(Document text)
────────────────────────────────────────

The graphics processor 908 couples with shared cache units 906, and system agent core 910, including one or more integrated memory controllers 914. The system agent core 910 also includes a display controller 911 to drive graphics processor output to one or more coupled displays. The display controller 911 may also be a separate module coupled with graphics processor 908 via at least one interconnect, or it may be integrated within graphics processor 908.

A ring-based interconnect unit 907 can be used to couple internal components of the processor 900. An alternative interconnect unit may be used, such as a point-to-point interconnect, a switched interconnect, or other techniques. In at least one embodiment, the graphics processor 908 couples with ring interconnect 907 via an I/O link 913. The I/O link 913 represents at least one of multiple varieties of I/O interconnects, including an on-package I/O interconnect, which facilitates communication between various processor components and a high-performance embedded memory module 918, such as an eDRAM module. Each of processor cores 902A-902N and graphics processor 908 use embedded memory modules 918 as a shared Last Level Cache.

────────────────────────────────────────

(Dataset rows)
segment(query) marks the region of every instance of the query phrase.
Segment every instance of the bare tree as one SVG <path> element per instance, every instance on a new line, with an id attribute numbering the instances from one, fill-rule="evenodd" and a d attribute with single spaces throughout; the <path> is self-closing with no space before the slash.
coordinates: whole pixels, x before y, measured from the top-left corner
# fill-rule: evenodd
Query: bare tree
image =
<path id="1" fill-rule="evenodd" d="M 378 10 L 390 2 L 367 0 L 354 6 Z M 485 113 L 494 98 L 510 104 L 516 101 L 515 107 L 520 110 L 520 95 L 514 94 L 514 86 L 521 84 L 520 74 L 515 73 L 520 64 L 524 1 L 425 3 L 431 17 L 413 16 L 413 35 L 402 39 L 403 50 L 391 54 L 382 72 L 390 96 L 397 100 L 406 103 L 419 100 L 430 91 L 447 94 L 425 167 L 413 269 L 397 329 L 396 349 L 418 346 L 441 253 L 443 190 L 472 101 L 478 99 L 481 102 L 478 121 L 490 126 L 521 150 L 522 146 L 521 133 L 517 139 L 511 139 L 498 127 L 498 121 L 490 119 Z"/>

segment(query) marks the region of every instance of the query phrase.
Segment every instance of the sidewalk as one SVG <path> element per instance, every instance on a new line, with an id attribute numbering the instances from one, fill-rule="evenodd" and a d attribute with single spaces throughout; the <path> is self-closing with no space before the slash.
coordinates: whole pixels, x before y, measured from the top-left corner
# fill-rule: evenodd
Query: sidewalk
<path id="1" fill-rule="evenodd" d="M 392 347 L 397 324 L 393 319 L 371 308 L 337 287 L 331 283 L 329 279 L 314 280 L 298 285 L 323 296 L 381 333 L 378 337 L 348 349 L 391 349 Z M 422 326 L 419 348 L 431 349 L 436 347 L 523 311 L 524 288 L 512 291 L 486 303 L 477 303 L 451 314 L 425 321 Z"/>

────────────────────────────────────────

(Exercises to complete)
A – According to the processor description, what do processor cores 902A-902N and graphics processor 908 use embedded memory modules 918 as?
B – Go on with the processor description, starting after its final sentence.

(Answers to the problems)
A – A shared Last Level Cache.

B –
The processor cores 902A-902N may be homogenous cores executing a common instruction set architecture. The processor cores 902A-902N can be heterogeneous in terms of instruction set architecture (“ISA”), where one or more of the processor cores 902A-902N execute a common instruction set, while one or more other cores of the processor cores 902A-902N execute a subset of a common instruction set or a different instruction set. The processor cores 902A-902N can be, additionally or alternatively, heterogeneous in terms of microarchitecture, where one or more cores having a relatively higher power consumption couple with one or more power cores having a lower power consumption. The processor 900 can be implemented on one or more chips or as an SoC integrated circuit.

Other variations are within spirit of present disclosure. Thus, while disclosed techniques are susceptible to various modifications and alternative constructions, certain illustrated embodiments thereof are shown in drawings and are described above detail. It should be understood, however, that there is no intention to limit disclosure to specific form or forms disclosed, but on the contrary, the intention is to cover all modifications, alternative constructions, and equivalents falling within spirit and scope of this disclosure, as defined in the appended claims.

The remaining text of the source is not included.